**WHAT THE EXERCISE ASKS:** Reproduce the full passage below on violence against trans people, word for word.

**TEXT PASSAGE:**
========================================================================
Something else that needs urgent consideration: what Samantha Allen wrote about in The Daily Beast in 2017, examining why straight men feel shame in dating trans women, and sometimes panic, even react violently, once they are informed or realize their attraction.
It might seem like semantics but it’s not really an epidemic at all, despite what David said and what the American Medical Association said in 2019, when it labeled the spate of hate against trans people an “epidemic,” according to The New York Times. That’s because epidemics spread within communities or regions. Deadly violence against trans and gender non-conforming individuals is, in fact, a pandemic, which is defined by its spread across countries or regions. Like coronavirus.
Admittedly, the death tolls are incomparable, but reports from around the world show the pandemic of murders of trans people stretches far beyond the estimated U.S. population of over 1.4 million.
Reuters reported last month that the murders—and suicides—of trans people in Brazil has risen 70 percent in just the past year, making the South American nation the deadliest place on earth to be trans.
In a separate report last November, Reuters said Mexico came in second, followed by the United States. Radio Free Europe recently detailed the horrors of being trans in Russia, where gruesome murders and discrimination run rampant. So, this is an international plague, or a pandemic.
And not all the violence is deadly. The Los Angeles Times reports a trans Latina woman named Daniela Hernandez is in a Los Angeles hospital, recovering from multiple stab wounds including a slash across her neck. Police are looking for two men and a woman who attacked Hernandez Sunday night in MacArthur Park, in L.A.’s Westlake neighborhood. They reportedly shouted, “We don’t want gays here,” KNBC-TV reported.
The LAPD are reportedly investigating the incident as a hate crime. The TransLatina Coalition issued a statement: “We are filled with relief and happy that Daniela is still with us today, but outraged with the lack of respect for trans lives."
========================================================================
**SUPPLIED RECORDS:**
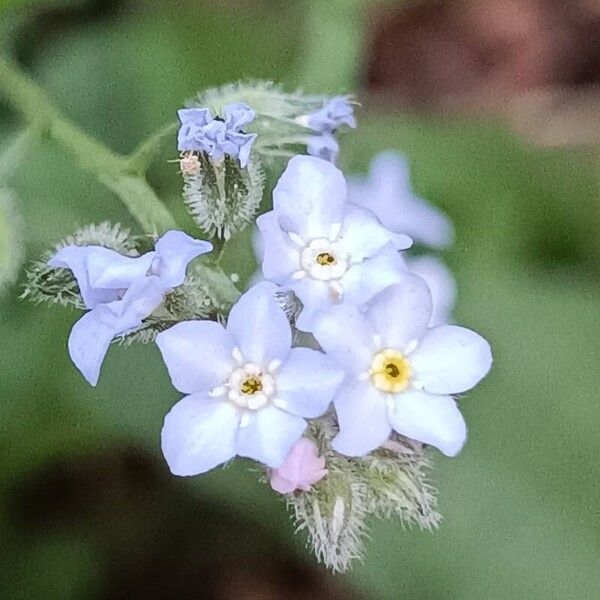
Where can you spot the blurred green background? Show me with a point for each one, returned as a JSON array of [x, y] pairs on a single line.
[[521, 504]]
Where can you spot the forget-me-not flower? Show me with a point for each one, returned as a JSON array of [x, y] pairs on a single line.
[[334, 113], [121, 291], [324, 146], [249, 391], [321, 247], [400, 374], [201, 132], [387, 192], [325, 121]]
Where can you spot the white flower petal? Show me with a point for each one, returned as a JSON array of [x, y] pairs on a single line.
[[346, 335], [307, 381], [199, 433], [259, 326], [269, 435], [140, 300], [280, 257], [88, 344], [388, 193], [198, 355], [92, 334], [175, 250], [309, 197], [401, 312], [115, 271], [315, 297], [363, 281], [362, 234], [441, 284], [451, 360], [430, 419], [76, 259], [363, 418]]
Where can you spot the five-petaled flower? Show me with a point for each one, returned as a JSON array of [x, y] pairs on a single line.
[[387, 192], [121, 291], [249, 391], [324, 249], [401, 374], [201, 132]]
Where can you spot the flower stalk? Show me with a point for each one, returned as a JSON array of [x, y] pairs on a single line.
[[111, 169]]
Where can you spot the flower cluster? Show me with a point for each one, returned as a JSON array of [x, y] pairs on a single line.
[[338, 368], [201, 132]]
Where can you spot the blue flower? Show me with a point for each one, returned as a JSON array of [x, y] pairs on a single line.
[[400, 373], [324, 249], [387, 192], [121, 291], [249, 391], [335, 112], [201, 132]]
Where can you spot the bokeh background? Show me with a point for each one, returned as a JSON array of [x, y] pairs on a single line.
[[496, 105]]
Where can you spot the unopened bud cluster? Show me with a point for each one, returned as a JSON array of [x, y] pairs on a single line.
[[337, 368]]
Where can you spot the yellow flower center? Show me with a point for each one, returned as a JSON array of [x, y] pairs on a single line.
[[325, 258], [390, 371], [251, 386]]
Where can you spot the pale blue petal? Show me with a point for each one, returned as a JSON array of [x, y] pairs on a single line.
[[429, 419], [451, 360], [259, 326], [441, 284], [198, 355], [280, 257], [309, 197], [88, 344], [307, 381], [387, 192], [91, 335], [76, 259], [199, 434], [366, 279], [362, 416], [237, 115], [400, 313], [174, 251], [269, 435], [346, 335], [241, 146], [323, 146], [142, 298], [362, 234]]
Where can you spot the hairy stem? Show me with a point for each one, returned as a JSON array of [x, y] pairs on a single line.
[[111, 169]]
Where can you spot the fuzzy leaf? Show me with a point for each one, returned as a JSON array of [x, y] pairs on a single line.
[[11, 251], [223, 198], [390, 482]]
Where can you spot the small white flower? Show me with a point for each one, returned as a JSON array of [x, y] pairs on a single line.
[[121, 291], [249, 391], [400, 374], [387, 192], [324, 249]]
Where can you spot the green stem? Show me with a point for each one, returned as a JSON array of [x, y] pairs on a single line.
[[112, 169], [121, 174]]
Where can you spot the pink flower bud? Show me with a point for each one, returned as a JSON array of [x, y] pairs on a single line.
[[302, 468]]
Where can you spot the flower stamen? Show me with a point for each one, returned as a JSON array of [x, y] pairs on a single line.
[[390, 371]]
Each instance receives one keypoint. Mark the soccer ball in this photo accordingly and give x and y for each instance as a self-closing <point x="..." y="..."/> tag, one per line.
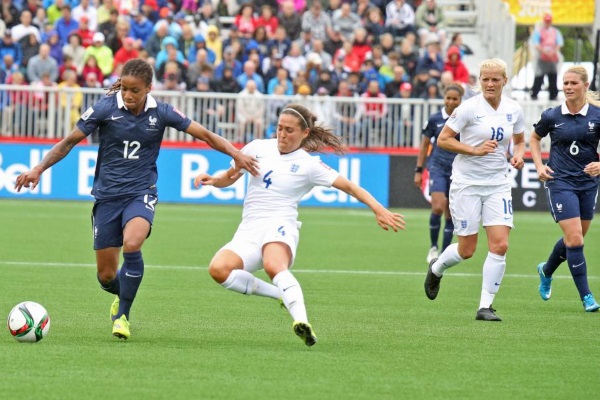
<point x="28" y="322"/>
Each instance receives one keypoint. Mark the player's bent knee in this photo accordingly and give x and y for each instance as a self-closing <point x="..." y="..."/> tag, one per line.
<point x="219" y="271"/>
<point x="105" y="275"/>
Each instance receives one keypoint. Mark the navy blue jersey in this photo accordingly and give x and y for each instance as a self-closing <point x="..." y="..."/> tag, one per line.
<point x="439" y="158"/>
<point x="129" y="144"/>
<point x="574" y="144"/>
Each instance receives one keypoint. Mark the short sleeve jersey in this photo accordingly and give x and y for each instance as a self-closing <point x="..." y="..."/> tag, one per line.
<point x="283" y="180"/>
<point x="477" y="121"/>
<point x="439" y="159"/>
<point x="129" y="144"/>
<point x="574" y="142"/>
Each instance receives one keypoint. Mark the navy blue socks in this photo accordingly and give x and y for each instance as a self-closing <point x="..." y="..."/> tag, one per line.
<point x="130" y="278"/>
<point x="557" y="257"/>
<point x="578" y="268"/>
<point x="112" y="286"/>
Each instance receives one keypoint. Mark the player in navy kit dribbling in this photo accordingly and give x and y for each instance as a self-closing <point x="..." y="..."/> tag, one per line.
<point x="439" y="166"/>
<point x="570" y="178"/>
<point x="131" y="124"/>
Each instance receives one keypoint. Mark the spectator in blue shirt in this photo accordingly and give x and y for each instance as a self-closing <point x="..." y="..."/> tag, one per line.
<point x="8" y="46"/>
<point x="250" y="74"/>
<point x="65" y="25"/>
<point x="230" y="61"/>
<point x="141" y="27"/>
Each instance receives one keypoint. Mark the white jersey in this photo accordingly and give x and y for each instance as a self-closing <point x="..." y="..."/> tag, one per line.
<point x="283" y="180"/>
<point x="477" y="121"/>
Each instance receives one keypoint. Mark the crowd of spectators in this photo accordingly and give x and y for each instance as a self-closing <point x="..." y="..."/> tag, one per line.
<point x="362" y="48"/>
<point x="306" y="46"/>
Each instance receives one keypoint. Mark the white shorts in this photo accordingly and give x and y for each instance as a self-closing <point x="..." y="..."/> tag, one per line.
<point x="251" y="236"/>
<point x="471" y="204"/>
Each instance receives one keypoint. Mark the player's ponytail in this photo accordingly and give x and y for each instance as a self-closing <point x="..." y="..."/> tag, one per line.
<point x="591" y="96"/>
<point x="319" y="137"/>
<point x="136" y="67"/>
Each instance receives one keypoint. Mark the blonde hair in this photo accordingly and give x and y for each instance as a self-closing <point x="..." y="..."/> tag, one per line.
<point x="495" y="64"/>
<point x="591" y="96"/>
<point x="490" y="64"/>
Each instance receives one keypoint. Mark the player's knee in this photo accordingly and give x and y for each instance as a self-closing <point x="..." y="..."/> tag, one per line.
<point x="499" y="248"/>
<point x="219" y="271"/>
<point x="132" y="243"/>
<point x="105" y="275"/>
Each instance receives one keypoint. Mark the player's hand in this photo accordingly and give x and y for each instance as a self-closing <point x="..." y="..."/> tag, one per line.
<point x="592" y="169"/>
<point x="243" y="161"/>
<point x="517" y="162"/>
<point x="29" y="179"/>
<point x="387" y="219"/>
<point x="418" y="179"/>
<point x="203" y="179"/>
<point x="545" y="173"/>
========================================================================
**EXERCISE OUTPUT:**
Something else that needs urgent consideration: what Samantha Allen wrote about in The Daily Beast in 2017, examining why straight men feel shame in dating trans women, and sometimes panic, even react violently, once they are informed or realize their attraction.
It might seem like semantics but it’s not really an epidemic at all, despite what David said and what the American Medical Association said in 2019, when it labeled the spate of hate against trans people an “epidemic,” according to The New York Times. That’s because epidemics spread within communities or regions. Deadly violence against trans and gender non-conforming individuals is, in fact, a pandemic, which is defined by its spread across countries or regions. Like coronavirus.
Admittedly, the death tolls are incomparable, but reports from around the world show the pandemic of murders of trans people stretches far beyond the estimated U.S. population of over 1.4 million.
Reuters reported last month that the murders—and suicides—of trans people in Brazil has risen 70 percent in just the past year, making the South American nation the deadliest place on earth to be trans.
In a separate report last November, Reuters said Mexico came in second, followed by the United States. Radio Free Europe recently detailed the horrors of being trans in Russia, where gruesome murders and discrimination run rampant. So, this is an international plague, or a pandemic.
And not all the violence is deadly. The Los Angeles Times reports a trans Latina woman named Daniela Hernandez is in a Los Angeles hospital, recovering from multiple stab wounds including a slash across her neck. Police are looking for two men and a woman who attacked Hernandez Sunday night in MacArthur Park, in L.A.’s Westlake neighborhood. They reportedly shouted, “We don’t want gays here,” KNBC-TV reported.
The LAPD are reportedly investigating the incident as a hate crime. The TransLatina Coalition issued a statement: “We are filled with relief and happy that Daniela is still with us today, but outraged with the lack of respect for trans lives."